• _Data to process_
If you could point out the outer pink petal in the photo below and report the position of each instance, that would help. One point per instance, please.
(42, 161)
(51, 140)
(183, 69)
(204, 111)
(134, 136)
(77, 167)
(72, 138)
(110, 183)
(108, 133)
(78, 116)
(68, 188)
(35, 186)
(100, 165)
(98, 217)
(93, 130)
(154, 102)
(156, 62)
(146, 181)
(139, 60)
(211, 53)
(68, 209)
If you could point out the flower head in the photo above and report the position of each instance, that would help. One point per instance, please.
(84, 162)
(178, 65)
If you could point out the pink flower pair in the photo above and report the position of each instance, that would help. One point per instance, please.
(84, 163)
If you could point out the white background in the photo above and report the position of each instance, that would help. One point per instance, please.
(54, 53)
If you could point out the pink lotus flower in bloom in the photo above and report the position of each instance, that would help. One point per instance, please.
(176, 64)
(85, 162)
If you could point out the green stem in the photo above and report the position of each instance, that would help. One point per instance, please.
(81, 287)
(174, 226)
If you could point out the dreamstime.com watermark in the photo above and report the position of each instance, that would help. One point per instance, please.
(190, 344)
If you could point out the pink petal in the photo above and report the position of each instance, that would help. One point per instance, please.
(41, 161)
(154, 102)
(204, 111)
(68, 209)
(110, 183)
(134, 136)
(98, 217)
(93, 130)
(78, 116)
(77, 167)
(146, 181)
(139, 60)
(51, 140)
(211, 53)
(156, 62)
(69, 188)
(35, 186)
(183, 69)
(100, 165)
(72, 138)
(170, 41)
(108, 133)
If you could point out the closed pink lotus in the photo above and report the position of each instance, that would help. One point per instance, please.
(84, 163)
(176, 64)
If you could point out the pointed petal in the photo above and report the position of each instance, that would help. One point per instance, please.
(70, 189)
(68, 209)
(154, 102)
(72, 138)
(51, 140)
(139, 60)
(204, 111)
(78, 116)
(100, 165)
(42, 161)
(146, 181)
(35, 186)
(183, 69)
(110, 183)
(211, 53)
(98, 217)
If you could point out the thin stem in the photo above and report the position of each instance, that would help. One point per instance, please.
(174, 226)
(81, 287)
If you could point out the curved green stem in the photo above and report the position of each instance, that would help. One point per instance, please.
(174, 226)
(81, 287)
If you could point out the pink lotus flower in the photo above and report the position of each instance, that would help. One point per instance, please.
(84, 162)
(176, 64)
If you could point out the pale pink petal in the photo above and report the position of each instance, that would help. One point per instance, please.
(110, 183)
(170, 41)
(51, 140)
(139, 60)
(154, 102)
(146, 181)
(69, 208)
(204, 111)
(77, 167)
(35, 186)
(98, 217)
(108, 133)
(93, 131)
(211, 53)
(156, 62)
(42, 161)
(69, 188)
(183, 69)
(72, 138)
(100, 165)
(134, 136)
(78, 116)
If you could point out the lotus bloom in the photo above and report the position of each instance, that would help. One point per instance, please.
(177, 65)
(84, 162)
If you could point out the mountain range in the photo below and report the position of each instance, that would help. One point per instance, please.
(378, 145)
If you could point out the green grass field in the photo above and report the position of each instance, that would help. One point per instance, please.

• _Task to complete_
From the line containing "If you could point out the pale" to the final line of the entries, print every line exactly and nothing else.

• _Exercise answer_
If you could point out the pale pink petal in the photo above and report the position of each instance, that would help. One point per instance, please.
(110, 183)
(170, 41)
(51, 140)
(139, 60)
(154, 102)
(146, 181)
(69, 208)
(204, 111)
(77, 167)
(35, 186)
(98, 217)
(108, 133)
(93, 131)
(211, 53)
(156, 62)
(42, 161)
(69, 188)
(183, 69)
(72, 138)
(100, 165)
(134, 136)
(78, 116)
If you could point out the lotus bloom in the photo above and report the position of each instance, that would help. One point per instance, please.
(177, 65)
(84, 162)
If you could point out the mountain range in the photo below and report the position of each instance, that would help. One point per instance, please.
(378, 145)
If you could point out the green grass field in the photo above and report the position of each instance, that would help. One point per instance, please.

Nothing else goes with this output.